Work task:
Set down the lines of the data exactly, starting at the first and stopping after the line containing "positive clicks: (371, 211) (256, 275)".
━━━━━ Input material
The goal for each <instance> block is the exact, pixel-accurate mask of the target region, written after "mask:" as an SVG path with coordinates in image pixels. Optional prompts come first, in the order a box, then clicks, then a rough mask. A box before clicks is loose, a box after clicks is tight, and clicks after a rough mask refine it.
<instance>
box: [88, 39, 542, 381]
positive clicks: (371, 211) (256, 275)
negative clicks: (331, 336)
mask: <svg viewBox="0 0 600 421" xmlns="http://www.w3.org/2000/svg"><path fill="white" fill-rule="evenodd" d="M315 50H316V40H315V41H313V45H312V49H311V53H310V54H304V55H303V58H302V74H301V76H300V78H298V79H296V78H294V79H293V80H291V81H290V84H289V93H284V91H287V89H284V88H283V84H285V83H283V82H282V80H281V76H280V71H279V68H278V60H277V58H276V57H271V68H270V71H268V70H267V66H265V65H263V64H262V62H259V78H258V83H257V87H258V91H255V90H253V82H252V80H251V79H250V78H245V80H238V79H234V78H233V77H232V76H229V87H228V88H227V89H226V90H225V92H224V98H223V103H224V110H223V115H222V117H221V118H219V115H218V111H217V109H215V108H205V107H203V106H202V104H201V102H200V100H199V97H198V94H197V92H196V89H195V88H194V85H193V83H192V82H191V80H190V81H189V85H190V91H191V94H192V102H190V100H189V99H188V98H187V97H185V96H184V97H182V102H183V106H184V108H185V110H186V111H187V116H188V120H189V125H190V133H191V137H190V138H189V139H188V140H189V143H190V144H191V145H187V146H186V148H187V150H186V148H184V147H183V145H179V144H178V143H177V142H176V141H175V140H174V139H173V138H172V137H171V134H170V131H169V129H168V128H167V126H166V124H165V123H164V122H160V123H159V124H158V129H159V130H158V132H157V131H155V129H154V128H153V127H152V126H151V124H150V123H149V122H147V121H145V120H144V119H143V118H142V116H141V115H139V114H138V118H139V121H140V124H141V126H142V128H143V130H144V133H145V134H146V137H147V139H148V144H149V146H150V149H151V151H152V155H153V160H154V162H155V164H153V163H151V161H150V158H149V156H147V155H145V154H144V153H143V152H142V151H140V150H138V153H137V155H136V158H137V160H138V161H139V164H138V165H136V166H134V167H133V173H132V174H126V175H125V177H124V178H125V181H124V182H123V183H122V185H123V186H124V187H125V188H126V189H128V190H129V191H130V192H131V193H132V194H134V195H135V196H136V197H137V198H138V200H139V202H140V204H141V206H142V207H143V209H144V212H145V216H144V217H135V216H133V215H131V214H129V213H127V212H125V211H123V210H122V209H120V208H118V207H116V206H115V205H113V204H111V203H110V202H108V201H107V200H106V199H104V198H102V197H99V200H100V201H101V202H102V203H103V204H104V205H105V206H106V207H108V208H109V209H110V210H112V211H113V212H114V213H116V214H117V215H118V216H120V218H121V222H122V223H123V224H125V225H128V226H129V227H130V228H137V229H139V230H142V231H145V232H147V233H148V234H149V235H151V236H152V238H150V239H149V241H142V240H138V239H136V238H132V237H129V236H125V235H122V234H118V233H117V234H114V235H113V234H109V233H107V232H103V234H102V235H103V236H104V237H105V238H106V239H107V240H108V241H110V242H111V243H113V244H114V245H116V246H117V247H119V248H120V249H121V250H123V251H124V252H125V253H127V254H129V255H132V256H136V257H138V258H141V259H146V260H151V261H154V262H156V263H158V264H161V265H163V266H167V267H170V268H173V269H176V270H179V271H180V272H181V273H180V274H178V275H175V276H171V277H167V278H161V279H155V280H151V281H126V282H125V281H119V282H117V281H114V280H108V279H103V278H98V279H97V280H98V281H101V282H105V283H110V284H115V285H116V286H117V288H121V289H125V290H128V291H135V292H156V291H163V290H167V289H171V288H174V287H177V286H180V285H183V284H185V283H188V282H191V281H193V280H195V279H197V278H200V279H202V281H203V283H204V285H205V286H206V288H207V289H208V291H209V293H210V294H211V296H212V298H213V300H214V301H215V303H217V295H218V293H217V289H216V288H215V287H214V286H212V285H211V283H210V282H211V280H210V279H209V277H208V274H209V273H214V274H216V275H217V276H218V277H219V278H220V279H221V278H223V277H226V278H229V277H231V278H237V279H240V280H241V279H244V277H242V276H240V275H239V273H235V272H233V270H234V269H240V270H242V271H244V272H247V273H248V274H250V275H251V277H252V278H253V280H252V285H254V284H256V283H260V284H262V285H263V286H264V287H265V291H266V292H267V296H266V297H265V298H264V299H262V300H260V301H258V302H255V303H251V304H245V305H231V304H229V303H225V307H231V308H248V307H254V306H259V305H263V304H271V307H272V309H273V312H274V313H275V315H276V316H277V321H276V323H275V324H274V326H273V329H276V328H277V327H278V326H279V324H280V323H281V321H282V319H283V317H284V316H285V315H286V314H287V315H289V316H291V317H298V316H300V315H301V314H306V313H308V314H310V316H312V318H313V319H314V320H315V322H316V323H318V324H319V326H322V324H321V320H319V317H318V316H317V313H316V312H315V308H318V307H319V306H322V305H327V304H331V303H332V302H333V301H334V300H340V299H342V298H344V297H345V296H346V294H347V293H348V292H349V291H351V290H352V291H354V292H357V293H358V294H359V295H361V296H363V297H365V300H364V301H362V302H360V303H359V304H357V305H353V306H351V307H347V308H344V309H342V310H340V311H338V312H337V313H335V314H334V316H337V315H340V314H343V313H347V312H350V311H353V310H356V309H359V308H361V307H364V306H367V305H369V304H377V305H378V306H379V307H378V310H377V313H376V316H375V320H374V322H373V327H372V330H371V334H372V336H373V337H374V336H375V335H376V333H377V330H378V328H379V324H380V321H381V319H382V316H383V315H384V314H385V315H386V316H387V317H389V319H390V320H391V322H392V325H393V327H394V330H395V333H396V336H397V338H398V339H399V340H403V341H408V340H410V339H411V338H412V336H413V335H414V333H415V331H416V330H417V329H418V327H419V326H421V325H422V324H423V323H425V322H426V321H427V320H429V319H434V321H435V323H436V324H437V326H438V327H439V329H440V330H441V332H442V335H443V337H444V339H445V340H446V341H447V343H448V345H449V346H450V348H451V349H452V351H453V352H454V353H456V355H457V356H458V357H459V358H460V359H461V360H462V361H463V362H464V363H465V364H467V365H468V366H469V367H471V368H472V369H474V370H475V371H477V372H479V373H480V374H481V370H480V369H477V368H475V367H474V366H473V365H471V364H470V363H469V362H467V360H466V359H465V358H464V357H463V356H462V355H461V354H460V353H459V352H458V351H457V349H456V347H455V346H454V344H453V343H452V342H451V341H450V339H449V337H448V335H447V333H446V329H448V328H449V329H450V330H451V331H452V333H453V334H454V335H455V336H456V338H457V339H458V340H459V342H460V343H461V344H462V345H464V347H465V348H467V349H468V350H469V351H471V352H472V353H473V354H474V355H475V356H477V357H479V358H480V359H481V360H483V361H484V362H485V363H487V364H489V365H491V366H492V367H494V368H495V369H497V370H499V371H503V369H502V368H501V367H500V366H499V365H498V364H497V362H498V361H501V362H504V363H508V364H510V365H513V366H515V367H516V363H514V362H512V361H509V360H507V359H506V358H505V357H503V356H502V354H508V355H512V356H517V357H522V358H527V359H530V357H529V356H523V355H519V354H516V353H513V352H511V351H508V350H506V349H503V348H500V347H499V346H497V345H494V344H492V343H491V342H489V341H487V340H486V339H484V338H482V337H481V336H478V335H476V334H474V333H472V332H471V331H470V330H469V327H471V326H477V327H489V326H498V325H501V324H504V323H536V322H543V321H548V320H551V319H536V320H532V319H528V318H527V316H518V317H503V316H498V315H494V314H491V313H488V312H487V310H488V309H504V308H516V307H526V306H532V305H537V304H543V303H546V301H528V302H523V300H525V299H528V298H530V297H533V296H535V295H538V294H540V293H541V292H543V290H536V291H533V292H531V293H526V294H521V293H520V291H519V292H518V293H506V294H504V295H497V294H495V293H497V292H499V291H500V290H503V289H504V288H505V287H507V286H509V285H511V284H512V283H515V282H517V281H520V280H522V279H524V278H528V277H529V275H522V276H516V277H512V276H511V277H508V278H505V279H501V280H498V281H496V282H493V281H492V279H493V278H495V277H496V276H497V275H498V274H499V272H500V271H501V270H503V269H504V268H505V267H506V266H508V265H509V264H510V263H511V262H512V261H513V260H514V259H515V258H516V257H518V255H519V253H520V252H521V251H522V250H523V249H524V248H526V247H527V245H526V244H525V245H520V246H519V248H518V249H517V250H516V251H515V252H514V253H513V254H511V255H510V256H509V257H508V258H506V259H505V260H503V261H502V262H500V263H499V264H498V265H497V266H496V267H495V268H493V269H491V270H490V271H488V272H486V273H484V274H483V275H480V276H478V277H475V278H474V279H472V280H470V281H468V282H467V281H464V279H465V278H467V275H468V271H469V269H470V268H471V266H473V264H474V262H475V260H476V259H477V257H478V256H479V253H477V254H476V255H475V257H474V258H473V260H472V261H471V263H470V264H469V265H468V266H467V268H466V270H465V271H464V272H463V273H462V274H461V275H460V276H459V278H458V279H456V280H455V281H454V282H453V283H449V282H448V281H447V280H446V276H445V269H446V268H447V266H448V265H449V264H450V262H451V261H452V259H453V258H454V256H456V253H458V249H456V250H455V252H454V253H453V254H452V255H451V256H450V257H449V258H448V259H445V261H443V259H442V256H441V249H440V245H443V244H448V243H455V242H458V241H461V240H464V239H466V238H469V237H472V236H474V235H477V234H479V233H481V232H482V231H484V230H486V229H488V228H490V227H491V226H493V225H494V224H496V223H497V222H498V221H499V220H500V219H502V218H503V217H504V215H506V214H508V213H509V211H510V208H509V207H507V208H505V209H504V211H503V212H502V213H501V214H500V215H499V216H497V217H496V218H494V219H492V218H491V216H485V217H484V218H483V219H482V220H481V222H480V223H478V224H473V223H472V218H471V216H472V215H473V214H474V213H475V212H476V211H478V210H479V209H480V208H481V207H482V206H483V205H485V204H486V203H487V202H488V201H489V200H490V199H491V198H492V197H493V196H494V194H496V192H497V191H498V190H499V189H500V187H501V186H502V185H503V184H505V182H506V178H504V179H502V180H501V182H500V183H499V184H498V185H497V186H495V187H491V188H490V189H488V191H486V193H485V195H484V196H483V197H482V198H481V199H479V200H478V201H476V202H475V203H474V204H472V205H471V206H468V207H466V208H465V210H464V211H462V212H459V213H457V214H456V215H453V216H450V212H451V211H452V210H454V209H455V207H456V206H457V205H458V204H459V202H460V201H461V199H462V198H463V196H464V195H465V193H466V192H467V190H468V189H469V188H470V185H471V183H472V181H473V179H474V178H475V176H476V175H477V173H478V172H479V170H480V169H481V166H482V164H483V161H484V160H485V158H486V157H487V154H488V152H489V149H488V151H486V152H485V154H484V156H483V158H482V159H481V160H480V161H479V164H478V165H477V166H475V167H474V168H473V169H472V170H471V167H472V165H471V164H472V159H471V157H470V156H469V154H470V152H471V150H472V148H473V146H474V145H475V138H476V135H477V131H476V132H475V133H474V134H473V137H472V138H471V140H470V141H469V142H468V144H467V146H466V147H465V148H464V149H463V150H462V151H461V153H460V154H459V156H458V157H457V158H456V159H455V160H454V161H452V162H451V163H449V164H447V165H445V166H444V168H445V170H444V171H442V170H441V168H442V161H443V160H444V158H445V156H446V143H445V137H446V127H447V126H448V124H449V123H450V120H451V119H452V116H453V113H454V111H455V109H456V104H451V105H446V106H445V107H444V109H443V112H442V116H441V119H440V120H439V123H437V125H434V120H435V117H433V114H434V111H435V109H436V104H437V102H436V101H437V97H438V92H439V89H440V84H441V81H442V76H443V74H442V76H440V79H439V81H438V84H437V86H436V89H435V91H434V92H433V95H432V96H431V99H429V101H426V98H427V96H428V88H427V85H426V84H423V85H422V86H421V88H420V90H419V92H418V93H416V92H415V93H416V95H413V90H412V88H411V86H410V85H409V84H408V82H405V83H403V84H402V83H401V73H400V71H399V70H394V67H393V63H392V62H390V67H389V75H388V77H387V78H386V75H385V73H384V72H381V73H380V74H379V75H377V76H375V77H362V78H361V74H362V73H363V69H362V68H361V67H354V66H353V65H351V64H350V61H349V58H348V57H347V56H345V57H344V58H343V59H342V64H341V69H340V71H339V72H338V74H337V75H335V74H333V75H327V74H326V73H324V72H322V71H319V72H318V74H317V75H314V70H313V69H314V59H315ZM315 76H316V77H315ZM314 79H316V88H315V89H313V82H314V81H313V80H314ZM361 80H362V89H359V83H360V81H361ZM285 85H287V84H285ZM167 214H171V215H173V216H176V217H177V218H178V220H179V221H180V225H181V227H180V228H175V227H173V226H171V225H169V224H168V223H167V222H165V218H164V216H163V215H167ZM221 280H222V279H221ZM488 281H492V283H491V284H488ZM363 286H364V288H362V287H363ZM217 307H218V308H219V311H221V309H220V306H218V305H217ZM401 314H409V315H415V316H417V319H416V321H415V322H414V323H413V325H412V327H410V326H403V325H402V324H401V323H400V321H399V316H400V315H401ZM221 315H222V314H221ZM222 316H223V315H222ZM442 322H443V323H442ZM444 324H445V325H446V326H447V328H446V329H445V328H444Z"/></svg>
━━━━━━━━━━
Answer area:
The goal for each <instance> block is the exact, pixel-accurate mask of the target region, written after "mask:" as an SVG path with coordinates in image pixels. Optional prompts come first, in the order a box, then clicks, then a rough mask. A box before clicks is loose, a box after clicks is tight, and clicks after a rough mask refine it.
<instance>
box: [88, 39, 542, 381]
positive clicks: (371, 211) (256, 275)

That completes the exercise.